SET EXERCISE: Rewrite the listing from the line with "Where can you see the white jersey" up to and including the line with "[[143, 50]]", replacing "blurred crowd" with "background crowd" and leaving everything else unchanged.

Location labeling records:
· · · ·

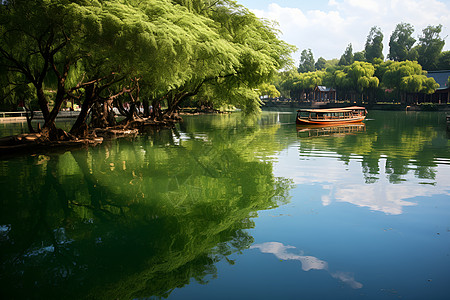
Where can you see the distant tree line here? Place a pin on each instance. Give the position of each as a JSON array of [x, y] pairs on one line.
[[365, 75], [402, 46]]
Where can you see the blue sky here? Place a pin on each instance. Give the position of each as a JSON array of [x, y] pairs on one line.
[[328, 26]]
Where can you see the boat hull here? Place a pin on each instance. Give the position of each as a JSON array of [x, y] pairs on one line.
[[331, 121]]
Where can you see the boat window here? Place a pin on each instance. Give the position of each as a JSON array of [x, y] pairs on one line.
[[303, 114]]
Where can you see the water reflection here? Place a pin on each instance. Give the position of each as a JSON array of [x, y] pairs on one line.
[[132, 218], [320, 130], [308, 262], [396, 158]]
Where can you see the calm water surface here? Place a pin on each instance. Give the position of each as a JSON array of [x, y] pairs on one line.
[[222, 208]]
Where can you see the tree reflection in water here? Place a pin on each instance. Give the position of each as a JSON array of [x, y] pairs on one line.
[[133, 218]]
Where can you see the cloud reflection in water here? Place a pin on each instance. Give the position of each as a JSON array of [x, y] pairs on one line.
[[308, 262]]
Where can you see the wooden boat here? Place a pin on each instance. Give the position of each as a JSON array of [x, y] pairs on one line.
[[335, 130], [331, 116]]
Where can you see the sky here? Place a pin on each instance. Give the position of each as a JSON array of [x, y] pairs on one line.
[[328, 26]]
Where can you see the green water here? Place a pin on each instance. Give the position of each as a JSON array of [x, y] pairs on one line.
[[229, 208]]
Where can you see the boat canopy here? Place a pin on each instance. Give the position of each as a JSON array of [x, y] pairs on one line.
[[333, 110]]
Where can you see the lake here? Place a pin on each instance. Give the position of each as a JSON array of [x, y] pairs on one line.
[[227, 207]]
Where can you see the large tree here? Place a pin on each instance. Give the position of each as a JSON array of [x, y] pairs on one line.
[[347, 58], [430, 47], [306, 62], [401, 42], [106, 52], [374, 45]]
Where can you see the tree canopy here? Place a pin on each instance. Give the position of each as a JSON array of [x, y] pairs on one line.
[[401, 42], [374, 45], [106, 52]]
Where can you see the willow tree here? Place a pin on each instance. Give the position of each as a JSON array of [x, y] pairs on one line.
[[247, 54], [374, 45], [406, 77], [106, 51]]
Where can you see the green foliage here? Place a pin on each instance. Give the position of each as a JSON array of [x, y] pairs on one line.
[[175, 48], [347, 58], [430, 47], [306, 62], [401, 42], [374, 44], [321, 63], [444, 61], [360, 56]]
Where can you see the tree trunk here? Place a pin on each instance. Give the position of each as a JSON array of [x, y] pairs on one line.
[[79, 129]]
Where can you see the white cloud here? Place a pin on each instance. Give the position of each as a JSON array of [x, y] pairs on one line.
[[328, 30], [308, 262], [350, 187]]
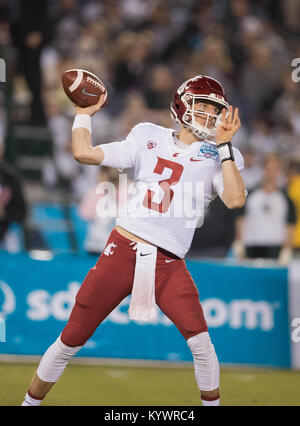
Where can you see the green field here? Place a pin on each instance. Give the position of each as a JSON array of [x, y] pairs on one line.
[[129, 386]]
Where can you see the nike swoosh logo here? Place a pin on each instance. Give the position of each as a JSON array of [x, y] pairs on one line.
[[84, 92]]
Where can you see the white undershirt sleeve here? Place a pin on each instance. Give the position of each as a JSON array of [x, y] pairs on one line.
[[218, 182]]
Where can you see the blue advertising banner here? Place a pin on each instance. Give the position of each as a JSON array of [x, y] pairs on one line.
[[246, 310]]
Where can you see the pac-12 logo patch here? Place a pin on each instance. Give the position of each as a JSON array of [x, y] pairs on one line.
[[109, 249], [151, 144], [208, 150]]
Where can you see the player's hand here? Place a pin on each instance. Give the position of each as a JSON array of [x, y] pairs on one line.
[[229, 125], [92, 109]]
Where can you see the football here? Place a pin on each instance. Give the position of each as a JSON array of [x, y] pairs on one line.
[[83, 88]]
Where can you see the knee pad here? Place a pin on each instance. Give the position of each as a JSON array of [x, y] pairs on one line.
[[206, 364], [55, 360]]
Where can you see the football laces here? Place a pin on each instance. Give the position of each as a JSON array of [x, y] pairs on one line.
[[95, 83]]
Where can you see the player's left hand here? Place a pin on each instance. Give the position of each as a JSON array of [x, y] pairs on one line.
[[229, 125]]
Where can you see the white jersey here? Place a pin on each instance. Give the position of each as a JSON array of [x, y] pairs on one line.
[[173, 185]]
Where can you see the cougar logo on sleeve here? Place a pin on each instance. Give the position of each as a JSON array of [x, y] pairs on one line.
[[151, 144], [110, 249]]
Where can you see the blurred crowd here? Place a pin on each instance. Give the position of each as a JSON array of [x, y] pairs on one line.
[[143, 50]]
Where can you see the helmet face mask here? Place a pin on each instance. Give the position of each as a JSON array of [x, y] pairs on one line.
[[199, 89]]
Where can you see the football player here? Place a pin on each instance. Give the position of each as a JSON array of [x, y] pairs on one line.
[[144, 255]]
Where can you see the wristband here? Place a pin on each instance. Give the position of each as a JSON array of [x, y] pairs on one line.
[[225, 151], [82, 120]]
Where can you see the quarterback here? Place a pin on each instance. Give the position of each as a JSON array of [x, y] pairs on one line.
[[144, 255]]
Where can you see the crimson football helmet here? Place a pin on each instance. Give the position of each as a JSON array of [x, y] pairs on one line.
[[199, 88]]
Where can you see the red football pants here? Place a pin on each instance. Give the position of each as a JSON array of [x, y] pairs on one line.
[[111, 280]]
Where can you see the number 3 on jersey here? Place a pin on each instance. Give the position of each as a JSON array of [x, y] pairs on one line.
[[165, 185]]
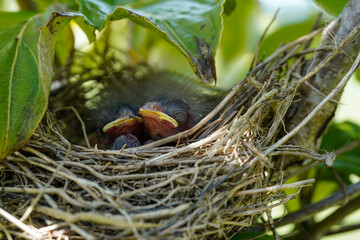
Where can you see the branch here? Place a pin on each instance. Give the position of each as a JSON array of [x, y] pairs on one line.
[[326, 79], [319, 229], [309, 211]]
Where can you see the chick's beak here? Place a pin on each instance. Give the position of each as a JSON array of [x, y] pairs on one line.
[[153, 111], [124, 121], [124, 125]]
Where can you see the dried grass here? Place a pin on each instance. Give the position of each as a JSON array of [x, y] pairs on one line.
[[218, 182]]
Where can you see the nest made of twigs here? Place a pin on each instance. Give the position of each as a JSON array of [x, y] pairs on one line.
[[212, 186]]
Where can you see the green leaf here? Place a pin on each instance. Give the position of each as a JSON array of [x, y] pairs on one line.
[[193, 27], [333, 7], [229, 7], [27, 55], [252, 235], [9, 19]]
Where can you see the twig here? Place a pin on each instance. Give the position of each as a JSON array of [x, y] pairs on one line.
[[33, 232], [309, 211], [336, 90]]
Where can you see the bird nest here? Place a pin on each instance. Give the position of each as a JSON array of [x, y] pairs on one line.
[[222, 179]]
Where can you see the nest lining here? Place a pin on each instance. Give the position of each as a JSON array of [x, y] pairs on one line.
[[221, 181]]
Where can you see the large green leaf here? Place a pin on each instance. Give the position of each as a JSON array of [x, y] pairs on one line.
[[26, 63], [194, 27], [333, 7], [9, 19]]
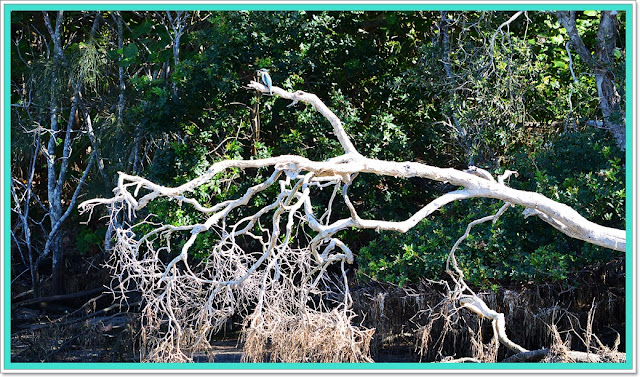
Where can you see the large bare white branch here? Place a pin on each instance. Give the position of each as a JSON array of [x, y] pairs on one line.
[[272, 260]]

· · · ·

RESPONSE FOR THIS EXERCISE:
Where can you see the white jersey here? Place a pin on each instance. Give the position of each as a JSON array of [x, y] pairs on one line.
[[173, 185]]
Where can you see the cougar logo on sleeve here? Place a pin on each instance. Give the position of each as a JSON array of [x, y] pairs on one line.
[[151, 144], [110, 249]]
Where can you see the background crowd here? Place a pin on each instance. Give the position of each as a JSON array of [x, y] pairs on one line.
[[143, 50]]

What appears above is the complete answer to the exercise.